WRITTEN TASK. Rescale the entries from the line containing "Q: Identify a point on each instance of the street" through the line containing "[(106, 810), (250, 394)]". Reproduce every line in that span, requests included, and give only those lines. Multiply each coordinate in the answers by 1.7 and round to the nearest whole number, with halves rounded up.

++++ AVAILABLE DATA

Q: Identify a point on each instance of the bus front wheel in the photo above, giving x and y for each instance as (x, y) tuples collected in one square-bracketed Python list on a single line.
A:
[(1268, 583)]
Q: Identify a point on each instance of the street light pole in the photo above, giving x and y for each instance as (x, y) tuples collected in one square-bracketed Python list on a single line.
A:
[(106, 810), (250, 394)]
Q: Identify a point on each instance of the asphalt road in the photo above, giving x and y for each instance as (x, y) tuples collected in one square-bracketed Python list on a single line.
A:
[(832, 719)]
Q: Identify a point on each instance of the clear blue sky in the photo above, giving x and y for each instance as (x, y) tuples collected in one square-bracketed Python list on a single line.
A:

++++++++

SOLUTION FOR THIS EXERCISE.
Q: Identify a point on each instance of the street light pole in the photo above, giving x and y for each instance as (x, y) tuples collected in one square-bracketed Python list on a single line.
A:
[(180, 1377), (425, 670)]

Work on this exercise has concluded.